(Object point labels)
::::::::::

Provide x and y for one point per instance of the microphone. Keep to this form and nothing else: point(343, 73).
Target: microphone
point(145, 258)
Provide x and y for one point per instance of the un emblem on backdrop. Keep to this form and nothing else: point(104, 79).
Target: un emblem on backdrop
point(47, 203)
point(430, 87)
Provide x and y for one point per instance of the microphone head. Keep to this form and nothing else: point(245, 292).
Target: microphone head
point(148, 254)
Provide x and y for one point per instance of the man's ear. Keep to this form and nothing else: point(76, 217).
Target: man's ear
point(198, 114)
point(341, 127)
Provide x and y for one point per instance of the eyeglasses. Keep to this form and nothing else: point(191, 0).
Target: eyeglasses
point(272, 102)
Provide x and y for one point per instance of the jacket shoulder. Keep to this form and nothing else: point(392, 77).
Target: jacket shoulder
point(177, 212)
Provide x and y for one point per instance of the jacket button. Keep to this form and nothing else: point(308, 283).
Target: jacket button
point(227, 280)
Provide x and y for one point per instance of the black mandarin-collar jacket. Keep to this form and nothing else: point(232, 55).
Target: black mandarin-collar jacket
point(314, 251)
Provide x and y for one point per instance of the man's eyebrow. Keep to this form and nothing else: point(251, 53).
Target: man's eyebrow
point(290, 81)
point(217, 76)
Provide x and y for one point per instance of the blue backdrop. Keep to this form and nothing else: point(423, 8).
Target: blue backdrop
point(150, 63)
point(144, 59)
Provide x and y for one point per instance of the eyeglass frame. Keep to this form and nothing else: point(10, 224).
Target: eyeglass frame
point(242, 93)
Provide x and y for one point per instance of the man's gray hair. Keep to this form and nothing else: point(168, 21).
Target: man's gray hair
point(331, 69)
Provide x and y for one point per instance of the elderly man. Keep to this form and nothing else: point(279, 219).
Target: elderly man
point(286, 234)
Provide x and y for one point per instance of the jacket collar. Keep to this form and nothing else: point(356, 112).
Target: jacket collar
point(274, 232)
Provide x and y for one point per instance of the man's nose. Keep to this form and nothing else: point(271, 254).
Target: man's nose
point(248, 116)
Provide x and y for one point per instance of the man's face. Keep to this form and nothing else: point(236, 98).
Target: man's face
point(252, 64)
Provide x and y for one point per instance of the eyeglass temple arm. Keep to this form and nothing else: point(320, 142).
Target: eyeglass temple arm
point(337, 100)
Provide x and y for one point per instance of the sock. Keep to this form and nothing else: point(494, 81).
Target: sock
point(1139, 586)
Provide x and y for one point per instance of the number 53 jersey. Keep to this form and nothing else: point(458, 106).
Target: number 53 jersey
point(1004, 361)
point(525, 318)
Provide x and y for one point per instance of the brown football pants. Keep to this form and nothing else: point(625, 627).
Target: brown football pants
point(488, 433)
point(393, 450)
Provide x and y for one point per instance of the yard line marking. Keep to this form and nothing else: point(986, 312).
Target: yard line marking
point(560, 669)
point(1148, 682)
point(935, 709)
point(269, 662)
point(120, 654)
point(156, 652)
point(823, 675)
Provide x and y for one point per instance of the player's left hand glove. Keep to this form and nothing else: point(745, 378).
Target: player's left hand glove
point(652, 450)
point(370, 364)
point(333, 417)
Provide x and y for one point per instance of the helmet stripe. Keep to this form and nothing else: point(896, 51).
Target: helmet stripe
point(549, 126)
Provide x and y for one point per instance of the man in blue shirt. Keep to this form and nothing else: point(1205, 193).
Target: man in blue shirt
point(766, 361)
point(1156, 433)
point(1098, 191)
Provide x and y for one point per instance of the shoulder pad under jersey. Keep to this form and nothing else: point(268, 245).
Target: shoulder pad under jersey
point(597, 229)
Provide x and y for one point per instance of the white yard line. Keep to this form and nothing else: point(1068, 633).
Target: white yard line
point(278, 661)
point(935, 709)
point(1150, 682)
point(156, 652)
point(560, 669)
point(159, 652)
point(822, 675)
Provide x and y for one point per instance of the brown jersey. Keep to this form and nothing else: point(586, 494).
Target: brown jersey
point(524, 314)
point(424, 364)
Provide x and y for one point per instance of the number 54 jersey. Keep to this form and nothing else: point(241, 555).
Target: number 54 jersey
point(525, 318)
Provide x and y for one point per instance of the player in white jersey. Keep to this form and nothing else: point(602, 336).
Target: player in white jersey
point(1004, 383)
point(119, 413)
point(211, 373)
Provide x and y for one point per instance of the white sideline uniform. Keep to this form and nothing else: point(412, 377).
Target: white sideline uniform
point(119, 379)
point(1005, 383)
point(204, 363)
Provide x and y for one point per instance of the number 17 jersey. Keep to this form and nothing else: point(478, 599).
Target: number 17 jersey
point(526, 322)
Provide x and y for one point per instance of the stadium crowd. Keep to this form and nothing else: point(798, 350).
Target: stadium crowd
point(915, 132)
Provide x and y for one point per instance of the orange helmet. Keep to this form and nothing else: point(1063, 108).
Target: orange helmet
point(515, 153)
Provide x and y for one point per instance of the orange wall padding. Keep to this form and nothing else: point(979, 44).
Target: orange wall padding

::::::::::

Write out the entries above again, switching every "Keep to this form and nothing else" to "Answer only in this form" and leaving all else unchanged.

▸ Response for this exercise:
Provide x and y for one point per instance of the microphone. Answer only in this form: point(343, 73).
Target: microphone
point(145, 258)
Provide x and y for one point per instance of the un emblem on backdrop. Answer only in this form: point(104, 79).
Target: un emblem on backdrop
point(47, 203)
point(430, 87)
Provide x and y for one point per instance of the microphone head. Answer only in this form: point(245, 292).
Target: microphone head
point(148, 254)
Provide x and y for one point per instance of the man's ear. Answer only in this form: point(76, 217).
Target: man's ear
point(198, 114)
point(341, 127)
Provide x and y for one point per instance of the eyeglasses. Answer only in this form: point(191, 0).
Target: eyeglasses
point(272, 102)
Provide x and y for one point per instance of the jacket shoulder. Answer only in this form: point(392, 77).
Target: jacket shoulder
point(177, 212)
Provide x and y for one point per instance of the jacket button. Answer only in this form: point(308, 283).
Target: jacket button
point(227, 280)
Provide x and y for one point per instance of the black mandarin-collar jacket. Answer only in this form: point(232, 55).
Target: black mandarin-collar jacket
point(314, 251)
Provide x and y for one point per instance of the man's eyebrow. Answer only in this form: point(251, 53).
Target: man's eyebrow
point(290, 81)
point(217, 76)
Provide x and y for one point per instance of the blue backdrop. Answer only in this form: point(423, 8).
Target: blue backdrop
point(150, 63)
point(144, 59)
Provide x and y for one point per instance of the eyeglass frame. Answer only in this form: point(10, 224).
Target: eyeglass frame
point(242, 93)
Provide x and y for one point per instance of the man's gray hair. Answer only in this form: point(168, 21).
Target: man's gray hair
point(331, 69)
Provide x and y for one point per instance of the elderly man. Answer only in this form: point(279, 219).
Target: elderly man
point(286, 234)
Provide x and y for one point per instance of the jacket collar. Answer only in this form: point(356, 112).
Target: jacket collar
point(274, 232)
Provide x and y for one point per instance of the man's nose. Answer only in this form: point(271, 254).
Target: man's nose
point(248, 116)
Provide x and y for one point per instance of the man's face. Answer only in this form: point(236, 98).
Target: man's face
point(252, 64)
Provide x and y for one point per instance of the eyeglass temple arm. Answer only in this form: point(320, 142).
Target: eyeglass temple arm
point(337, 100)
Provide x and y for one point per instance of the sock. Answer only in this form: point(494, 81).
Target: sock
point(1139, 586)
Provide x and y for one point per instance of the number 53 jersey. Answer only in this form: point(458, 106).
Target: number 53 jersey
point(1004, 361)
point(525, 318)
Provide x and y for one point per instance of the brown football pants. Answer only in this form: point(625, 627).
Target: brown football pants
point(488, 433)
point(393, 450)
Provide x and y for one point per instance of the yard line marking. Answer only in this form: point(986, 312).
Target: yard line marking
point(560, 669)
point(1148, 682)
point(935, 709)
point(269, 662)
point(120, 654)
point(156, 652)
point(823, 675)
Provide x and y for one point per instance of the player's left hand glove. Answer only in this form: point(745, 378).
Target: player's left hand glove
point(652, 450)
point(370, 364)
point(333, 417)
Provide x and y for one point per instance of the helmet stripe. Answer only in this form: point(896, 51).
Target: helmet stripe
point(549, 126)
Provide x and y for one point per instance of the man in blue shirt. Answer only in this form: point(1205, 193).
Target: man in blue shirt
point(766, 361)
point(1156, 433)
point(1098, 191)
Provide x and y for one point per instance of the shoulder pad under jersey. Answer only in this form: point(268, 245).
Target: shoulder pad under jersey
point(597, 229)
Provide x and y for one point per instance of the white yard line. Answer only in this form: point(1068, 633).
Target: white yard line
point(278, 661)
point(935, 709)
point(1150, 682)
point(156, 652)
point(560, 669)
point(159, 652)
point(822, 675)
Provide x and y for one point per instance of the brown jersey. Answer only in this form: point(586, 494).
Target: brown jersey
point(524, 314)
point(424, 364)
Provide x and y for one point per instance of the number 54 jersey. Answer only in this form: point(241, 555).
Target: number 54 jersey
point(525, 318)
Provide x and y for one point per instance of the player in white jersey. Answer only in this form: point(602, 336).
Target: player in white jersey
point(1004, 383)
point(119, 413)
point(211, 373)
Provide x and y for one point per instance of the white sideline uniform. Answer only in this form: point(412, 377).
Target: white sideline uniform
point(119, 379)
point(1005, 383)
point(204, 363)
Provide x and y for one point per instance of the number 17 jersey. Answer only in this form: point(478, 599).
Target: number 17 jersey
point(526, 322)
Provide x and y for one point per instance of the stadium crowd. Answer only in this form: point(798, 350).
Target: stadium crowd
point(915, 132)
Provide x and y for one point per instance of the orange helmet. Answer only in this form: point(1063, 108).
Target: orange helmet
point(515, 153)
Provide x and y for one point per instance of the orange wall padding. Answer only in this form: point(979, 44).
Target: orange wall padding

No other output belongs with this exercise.